:: Brief ::
The copy you produce must hold every record exactly, and none of the images.
Raw data Block Start
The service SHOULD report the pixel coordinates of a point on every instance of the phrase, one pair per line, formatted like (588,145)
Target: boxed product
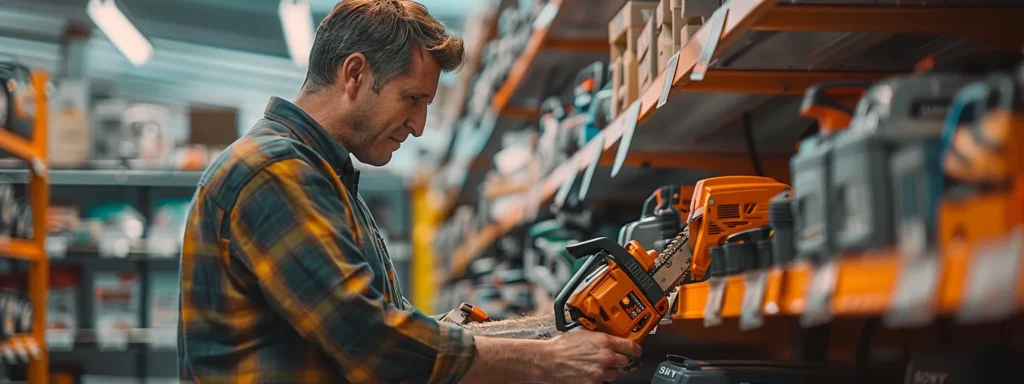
(164,309)
(647,54)
(667,17)
(624,30)
(116,307)
(61,309)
Raw data Block End
:: Your solution ::
The service SHOULD report the pixel coordinates of a point on every instance of the phrase, one pair per line, formatted like (588,145)
Target: boxed product
(164,309)
(647,54)
(667,17)
(624,30)
(116,307)
(61,309)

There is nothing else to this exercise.